Named-object pointing records
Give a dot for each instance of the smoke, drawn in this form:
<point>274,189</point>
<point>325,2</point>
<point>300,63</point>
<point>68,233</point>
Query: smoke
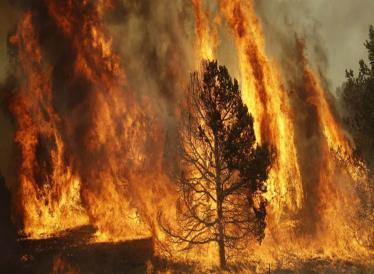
<point>334,31</point>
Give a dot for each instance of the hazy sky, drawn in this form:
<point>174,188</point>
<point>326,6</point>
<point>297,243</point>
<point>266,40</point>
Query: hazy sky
<point>342,26</point>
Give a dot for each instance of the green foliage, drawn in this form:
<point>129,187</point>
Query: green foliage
<point>358,101</point>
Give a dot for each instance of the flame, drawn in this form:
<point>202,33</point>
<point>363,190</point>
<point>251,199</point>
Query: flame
<point>49,190</point>
<point>101,162</point>
<point>205,33</point>
<point>267,100</point>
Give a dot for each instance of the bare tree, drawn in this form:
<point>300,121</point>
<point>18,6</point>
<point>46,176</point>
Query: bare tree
<point>222,171</point>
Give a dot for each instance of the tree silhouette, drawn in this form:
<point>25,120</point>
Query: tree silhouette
<point>358,101</point>
<point>222,171</point>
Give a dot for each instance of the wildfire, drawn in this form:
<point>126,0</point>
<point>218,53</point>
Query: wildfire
<point>99,161</point>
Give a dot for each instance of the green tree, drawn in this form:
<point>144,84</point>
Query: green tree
<point>222,171</point>
<point>358,102</point>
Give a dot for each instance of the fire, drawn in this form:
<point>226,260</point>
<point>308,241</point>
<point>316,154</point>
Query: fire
<point>98,159</point>
<point>267,100</point>
<point>206,34</point>
<point>49,190</point>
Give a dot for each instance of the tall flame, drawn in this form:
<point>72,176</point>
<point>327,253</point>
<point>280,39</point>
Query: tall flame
<point>100,161</point>
<point>267,100</point>
<point>49,190</point>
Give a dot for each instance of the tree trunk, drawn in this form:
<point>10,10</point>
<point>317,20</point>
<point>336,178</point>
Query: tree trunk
<point>219,195</point>
<point>221,238</point>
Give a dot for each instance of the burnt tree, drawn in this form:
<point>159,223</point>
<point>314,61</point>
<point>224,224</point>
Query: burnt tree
<point>222,171</point>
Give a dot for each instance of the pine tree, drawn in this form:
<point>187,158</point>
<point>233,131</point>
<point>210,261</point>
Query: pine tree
<point>222,170</point>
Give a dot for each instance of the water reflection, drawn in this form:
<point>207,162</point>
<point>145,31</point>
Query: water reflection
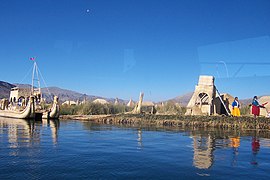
<point>255,144</point>
<point>203,148</point>
<point>235,144</point>
<point>140,144</point>
<point>26,133</point>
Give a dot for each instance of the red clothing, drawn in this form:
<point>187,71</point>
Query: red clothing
<point>255,110</point>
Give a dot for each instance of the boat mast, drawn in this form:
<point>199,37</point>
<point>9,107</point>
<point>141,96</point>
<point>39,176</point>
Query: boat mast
<point>35,72</point>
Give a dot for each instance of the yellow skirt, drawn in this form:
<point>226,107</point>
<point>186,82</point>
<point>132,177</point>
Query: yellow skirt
<point>236,111</point>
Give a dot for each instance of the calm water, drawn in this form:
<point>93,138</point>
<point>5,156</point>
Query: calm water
<point>75,149</point>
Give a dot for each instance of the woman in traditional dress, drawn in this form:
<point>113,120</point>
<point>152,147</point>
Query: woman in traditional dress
<point>235,107</point>
<point>255,107</point>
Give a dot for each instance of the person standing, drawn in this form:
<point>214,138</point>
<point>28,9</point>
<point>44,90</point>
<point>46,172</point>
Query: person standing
<point>235,107</point>
<point>255,107</point>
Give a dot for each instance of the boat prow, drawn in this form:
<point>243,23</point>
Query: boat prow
<point>53,113</point>
<point>27,113</point>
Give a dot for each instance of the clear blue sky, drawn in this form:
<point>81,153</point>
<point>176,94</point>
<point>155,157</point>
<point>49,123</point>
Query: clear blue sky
<point>117,48</point>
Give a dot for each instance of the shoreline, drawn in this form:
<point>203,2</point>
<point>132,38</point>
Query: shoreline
<point>224,122</point>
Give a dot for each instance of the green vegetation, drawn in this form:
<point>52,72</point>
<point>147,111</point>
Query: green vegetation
<point>171,108</point>
<point>90,108</point>
<point>245,110</point>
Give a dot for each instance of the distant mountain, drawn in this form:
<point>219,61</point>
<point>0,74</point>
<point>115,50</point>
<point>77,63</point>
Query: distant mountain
<point>63,94</point>
<point>5,89</point>
<point>183,99</point>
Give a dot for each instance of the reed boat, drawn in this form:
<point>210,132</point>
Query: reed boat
<point>27,103</point>
<point>52,113</point>
<point>27,113</point>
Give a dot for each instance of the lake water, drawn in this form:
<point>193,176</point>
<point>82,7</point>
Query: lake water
<point>77,149</point>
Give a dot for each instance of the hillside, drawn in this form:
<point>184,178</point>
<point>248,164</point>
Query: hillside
<point>63,94</point>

What to produce. Print only the lines from the one with "Give a dot for each instance of the person" to the end of the records, both included.

Output below.
Give a dot for each instance of the person standing, drawn in this form:
<point>214,138</point>
<point>28,9</point>
<point>44,90</point>
<point>46,172</point>
Query: person standing
<point>235,107</point>
<point>255,107</point>
Give a dot for each instance of the boat prow, drawn in this form:
<point>243,23</point>
Query: boat prow
<point>53,113</point>
<point>27,113</point>
Give a dot for each instance of the clear blue sky, drawn in this form:
<point>81,153</point>
<point>176,94</point>
<point>155,157</point>
<point>49,123</point>
Query: clear blue sky
<point>117,48</point>
Give a dot for each instance of the shoreline, drawn in this form:
<point>203,2</point>
<point>132,38</point>
Query: shoreline
<point>224,122</point>
Give a dot for each instance of the green vegetation, drawn in this form:
<point>52,72</point>
<point>147,111</point>
Query: green vegetation
<point>171,108</point>
<point>90,108</point>
<point>245,110</point>
Give a dot for each instance of the distant mountain, drawn in this form:
<point>219,61</point>
<point>0,74</point>
<point>115,50</point>
<point>77,63</point>
Query: distant mountain
<point>63,94</point>
<point>5,89</point>
<point>183,99</point>
Give a dot for each instance of the reed boat, drawn in this form:
<point>210,132</point>
Query: reed boat
<point>27,103</point>
<point>52,113</point>
<point>27,113</point>
Give a dot for each instance of the lake water, drawn in this form:
<point>193,176</point>
<point>82,7</point>
Query: lake water
<point>77,149</point>
Give a dot for each instance of the hillside, drawn in this form:
<point>184,178</point>
<point>248,164</point>
Query: hillside
<point>63,94</point>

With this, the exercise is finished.